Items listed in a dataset

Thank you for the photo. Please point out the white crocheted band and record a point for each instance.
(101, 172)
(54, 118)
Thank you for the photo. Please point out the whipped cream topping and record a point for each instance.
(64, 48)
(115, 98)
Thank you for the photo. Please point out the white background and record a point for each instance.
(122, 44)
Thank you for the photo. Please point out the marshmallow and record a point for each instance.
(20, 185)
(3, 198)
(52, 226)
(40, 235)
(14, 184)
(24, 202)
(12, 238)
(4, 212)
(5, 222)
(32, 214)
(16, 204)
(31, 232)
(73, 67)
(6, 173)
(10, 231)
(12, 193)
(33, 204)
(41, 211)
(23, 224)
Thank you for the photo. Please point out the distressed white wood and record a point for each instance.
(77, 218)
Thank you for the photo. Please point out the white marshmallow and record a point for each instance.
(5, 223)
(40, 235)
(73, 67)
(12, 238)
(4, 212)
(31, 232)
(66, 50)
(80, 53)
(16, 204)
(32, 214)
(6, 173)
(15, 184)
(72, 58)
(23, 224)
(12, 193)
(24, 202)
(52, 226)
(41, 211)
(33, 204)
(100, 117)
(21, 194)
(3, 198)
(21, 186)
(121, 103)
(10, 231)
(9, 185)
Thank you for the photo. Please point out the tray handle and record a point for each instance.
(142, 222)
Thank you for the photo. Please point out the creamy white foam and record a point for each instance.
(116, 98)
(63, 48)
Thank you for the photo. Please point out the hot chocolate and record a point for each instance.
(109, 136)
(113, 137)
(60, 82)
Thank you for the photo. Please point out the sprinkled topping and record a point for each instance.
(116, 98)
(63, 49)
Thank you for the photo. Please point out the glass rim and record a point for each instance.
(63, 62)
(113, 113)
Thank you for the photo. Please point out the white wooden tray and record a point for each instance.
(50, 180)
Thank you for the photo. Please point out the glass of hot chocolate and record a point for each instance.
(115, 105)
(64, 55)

■ **EXERCISE**: Nothing but the exact lines of the data above, from the line containing "Thank you for the photo. Please point out the glass of" through the last, should appear in the answer.

■ **COMPLETED EXERCISE**:
Thank you for the photo. Please point out the glass of hot chocolate and record a point for each instance.
(115, 105)
(64, 55)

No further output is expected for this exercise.